Exercise details = Find each line in the records below that contains the word "vineyard" and copy those lines.

Extracted entries =
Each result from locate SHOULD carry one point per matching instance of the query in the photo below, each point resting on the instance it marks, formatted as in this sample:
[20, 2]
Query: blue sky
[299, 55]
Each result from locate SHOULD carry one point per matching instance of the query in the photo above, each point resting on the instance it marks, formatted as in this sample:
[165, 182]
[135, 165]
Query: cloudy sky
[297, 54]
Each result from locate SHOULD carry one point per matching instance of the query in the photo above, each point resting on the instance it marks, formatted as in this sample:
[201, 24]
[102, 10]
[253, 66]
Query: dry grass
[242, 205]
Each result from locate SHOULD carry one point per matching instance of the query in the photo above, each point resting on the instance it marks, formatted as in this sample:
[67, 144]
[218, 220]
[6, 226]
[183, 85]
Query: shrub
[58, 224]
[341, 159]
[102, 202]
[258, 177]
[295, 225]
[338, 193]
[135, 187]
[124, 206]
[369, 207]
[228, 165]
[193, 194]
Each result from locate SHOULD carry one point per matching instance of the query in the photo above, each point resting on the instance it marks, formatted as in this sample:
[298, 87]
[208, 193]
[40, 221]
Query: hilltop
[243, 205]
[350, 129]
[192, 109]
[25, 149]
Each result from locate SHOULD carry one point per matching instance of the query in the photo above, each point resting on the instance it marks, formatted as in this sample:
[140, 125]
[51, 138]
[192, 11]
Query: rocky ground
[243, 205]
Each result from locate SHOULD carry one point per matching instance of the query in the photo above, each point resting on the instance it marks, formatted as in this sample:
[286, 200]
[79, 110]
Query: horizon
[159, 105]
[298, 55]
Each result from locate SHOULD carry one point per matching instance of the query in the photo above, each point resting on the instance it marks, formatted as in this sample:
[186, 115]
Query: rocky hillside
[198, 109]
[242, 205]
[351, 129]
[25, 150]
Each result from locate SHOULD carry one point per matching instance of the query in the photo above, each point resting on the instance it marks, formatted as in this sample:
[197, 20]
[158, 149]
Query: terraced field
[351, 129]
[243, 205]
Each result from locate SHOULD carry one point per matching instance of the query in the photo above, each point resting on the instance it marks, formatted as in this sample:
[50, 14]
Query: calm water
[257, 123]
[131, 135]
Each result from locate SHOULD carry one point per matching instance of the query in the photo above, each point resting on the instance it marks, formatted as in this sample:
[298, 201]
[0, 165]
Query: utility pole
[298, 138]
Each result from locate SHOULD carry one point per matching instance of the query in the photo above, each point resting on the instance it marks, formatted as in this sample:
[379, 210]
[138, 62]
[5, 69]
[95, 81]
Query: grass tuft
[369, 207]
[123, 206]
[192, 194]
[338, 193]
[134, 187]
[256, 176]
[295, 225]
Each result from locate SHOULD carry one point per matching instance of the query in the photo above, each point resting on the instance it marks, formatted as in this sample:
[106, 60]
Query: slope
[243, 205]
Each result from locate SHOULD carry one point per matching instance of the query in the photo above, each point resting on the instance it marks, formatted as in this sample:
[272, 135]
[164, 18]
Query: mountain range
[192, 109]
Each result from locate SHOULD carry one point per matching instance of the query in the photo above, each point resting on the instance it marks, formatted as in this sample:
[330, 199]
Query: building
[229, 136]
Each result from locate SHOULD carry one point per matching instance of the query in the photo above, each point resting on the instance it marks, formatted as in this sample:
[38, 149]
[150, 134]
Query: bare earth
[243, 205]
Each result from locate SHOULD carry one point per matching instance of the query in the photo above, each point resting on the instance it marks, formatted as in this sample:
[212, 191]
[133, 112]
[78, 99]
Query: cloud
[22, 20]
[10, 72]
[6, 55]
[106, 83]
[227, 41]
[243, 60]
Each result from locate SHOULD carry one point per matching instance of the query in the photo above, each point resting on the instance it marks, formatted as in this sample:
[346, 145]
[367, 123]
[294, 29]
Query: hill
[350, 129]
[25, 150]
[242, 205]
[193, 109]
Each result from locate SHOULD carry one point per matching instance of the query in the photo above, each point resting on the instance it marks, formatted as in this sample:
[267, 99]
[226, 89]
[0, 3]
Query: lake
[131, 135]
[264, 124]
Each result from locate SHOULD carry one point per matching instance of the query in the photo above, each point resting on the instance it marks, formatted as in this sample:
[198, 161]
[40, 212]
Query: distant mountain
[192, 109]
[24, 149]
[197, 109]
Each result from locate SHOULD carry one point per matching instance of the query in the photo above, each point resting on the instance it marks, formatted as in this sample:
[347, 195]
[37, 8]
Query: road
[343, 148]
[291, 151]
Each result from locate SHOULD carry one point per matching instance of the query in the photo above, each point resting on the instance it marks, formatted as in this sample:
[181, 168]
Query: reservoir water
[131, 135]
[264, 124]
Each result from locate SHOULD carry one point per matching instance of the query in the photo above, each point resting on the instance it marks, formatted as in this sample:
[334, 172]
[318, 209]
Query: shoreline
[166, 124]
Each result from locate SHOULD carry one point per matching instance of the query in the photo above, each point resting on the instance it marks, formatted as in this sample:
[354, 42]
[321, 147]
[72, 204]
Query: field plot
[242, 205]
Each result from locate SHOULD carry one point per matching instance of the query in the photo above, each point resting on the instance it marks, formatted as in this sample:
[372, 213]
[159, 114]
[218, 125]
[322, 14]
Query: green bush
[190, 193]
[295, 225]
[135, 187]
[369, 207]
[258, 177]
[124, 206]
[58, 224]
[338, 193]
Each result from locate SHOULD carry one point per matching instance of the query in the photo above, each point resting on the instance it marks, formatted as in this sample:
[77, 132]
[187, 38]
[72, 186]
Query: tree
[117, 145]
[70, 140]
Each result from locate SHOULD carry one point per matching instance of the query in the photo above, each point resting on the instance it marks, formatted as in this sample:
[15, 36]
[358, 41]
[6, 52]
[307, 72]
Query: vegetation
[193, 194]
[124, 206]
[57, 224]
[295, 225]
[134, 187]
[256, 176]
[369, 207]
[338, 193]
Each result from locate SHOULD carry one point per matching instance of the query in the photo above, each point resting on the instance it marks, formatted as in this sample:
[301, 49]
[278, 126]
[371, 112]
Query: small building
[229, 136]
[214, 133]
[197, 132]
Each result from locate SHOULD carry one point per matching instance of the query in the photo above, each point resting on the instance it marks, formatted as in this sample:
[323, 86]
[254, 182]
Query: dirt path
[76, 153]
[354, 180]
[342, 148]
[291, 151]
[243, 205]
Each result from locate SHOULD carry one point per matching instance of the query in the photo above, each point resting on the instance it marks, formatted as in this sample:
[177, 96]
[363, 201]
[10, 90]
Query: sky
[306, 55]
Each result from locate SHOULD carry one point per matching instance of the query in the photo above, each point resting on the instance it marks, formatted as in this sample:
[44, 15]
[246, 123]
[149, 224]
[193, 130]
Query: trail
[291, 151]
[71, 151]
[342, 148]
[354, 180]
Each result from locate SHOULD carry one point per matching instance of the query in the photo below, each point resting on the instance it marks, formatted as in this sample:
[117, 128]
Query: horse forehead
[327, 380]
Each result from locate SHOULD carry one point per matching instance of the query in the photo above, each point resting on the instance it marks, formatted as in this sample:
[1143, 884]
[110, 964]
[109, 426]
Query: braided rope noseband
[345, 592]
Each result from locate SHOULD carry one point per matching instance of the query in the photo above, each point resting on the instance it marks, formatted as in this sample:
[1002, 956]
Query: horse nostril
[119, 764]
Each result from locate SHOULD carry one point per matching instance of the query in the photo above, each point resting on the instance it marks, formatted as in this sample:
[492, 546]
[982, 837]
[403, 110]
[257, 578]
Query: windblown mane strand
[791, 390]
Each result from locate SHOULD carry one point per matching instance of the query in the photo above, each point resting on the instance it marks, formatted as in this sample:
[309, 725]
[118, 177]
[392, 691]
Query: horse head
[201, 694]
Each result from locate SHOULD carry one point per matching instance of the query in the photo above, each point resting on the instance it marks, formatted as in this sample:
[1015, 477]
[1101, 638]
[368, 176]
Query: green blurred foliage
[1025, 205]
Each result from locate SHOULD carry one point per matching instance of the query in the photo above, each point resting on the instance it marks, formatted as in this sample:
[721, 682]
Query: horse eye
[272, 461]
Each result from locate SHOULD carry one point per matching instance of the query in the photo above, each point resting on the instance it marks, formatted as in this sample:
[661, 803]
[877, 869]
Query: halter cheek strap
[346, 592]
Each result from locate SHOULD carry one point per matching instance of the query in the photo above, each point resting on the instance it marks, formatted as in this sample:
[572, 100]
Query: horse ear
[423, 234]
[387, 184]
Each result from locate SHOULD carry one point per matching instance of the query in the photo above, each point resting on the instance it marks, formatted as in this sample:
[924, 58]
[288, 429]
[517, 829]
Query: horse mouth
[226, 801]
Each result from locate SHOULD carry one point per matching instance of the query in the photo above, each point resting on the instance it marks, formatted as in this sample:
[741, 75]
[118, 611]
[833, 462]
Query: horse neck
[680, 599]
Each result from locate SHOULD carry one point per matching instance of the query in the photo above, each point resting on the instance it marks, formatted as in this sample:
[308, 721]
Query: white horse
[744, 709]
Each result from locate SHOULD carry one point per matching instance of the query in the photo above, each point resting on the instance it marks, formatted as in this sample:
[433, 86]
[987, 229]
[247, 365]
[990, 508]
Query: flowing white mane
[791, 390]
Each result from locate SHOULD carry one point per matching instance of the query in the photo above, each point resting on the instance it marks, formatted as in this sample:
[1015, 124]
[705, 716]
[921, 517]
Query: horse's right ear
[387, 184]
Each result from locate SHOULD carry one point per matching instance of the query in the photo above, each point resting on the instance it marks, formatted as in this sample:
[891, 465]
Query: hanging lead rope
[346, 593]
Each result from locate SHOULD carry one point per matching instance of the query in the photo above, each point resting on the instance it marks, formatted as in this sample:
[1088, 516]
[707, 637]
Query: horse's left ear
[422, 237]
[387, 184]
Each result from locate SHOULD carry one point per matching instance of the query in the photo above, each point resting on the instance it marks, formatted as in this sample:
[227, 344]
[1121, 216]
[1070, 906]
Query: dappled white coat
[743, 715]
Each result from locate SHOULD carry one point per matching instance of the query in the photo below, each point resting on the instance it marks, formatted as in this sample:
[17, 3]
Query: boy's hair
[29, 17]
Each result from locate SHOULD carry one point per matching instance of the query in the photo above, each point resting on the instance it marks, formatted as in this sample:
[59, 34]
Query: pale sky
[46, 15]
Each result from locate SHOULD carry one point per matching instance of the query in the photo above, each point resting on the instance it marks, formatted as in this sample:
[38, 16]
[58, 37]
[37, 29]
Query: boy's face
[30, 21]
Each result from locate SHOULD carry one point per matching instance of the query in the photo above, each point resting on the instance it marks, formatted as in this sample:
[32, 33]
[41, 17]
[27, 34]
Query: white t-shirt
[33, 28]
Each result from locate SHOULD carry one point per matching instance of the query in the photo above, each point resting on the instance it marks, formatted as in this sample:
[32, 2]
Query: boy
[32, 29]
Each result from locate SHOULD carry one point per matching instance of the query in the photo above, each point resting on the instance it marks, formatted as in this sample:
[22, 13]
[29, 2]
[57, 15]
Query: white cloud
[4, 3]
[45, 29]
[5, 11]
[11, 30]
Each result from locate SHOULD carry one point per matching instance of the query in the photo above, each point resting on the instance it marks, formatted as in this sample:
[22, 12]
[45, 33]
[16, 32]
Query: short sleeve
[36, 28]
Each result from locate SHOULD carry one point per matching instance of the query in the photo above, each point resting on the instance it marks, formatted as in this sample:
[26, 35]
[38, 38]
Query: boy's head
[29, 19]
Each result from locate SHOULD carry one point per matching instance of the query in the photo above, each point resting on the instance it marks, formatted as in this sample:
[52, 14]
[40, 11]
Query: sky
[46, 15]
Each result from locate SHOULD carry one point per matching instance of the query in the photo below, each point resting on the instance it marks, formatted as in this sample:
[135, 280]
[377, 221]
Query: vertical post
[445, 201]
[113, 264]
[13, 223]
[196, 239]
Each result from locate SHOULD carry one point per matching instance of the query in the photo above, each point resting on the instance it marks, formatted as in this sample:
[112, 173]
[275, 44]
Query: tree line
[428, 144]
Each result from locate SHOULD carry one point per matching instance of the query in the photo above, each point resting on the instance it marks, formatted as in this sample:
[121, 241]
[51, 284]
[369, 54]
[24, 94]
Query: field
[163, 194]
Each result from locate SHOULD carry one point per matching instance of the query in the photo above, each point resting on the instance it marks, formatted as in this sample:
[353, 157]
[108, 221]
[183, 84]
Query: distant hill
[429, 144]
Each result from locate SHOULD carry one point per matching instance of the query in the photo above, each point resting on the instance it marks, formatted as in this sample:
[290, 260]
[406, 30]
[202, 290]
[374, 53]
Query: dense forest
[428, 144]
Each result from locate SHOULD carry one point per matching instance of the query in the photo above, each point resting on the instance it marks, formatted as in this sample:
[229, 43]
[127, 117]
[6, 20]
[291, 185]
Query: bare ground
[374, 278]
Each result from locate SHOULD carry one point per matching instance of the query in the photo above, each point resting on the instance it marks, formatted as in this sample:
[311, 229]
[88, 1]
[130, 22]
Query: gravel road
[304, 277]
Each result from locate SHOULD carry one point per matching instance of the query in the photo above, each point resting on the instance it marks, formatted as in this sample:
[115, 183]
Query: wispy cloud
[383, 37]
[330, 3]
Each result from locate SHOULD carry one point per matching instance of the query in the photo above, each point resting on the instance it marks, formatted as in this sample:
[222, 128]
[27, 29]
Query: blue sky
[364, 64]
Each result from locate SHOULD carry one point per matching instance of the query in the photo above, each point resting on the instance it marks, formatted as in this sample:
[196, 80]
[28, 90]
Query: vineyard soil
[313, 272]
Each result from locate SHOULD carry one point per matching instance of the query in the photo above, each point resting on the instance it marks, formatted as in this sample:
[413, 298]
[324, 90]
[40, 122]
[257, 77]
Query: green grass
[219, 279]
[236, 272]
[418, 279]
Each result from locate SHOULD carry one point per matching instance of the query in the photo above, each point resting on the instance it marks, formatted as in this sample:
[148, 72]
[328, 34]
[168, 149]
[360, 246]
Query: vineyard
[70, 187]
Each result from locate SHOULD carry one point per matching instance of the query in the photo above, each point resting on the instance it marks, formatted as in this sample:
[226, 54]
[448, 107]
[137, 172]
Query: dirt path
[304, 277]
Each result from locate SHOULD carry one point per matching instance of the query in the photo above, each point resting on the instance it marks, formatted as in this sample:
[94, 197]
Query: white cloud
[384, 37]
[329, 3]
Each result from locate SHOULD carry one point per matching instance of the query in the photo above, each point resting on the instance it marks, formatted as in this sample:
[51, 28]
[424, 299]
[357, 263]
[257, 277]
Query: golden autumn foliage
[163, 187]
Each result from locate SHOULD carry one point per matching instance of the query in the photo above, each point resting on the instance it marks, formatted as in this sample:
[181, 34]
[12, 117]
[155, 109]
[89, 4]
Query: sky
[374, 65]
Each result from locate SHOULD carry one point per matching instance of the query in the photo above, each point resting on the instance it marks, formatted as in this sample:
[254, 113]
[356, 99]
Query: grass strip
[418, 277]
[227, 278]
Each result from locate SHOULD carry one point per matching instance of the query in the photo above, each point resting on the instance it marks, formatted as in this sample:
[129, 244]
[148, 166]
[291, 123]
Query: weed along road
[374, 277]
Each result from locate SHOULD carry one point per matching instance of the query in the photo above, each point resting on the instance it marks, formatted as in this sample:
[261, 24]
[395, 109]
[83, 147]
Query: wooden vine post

Result of this exercise =
Query: vineyard soil
Query: vineyard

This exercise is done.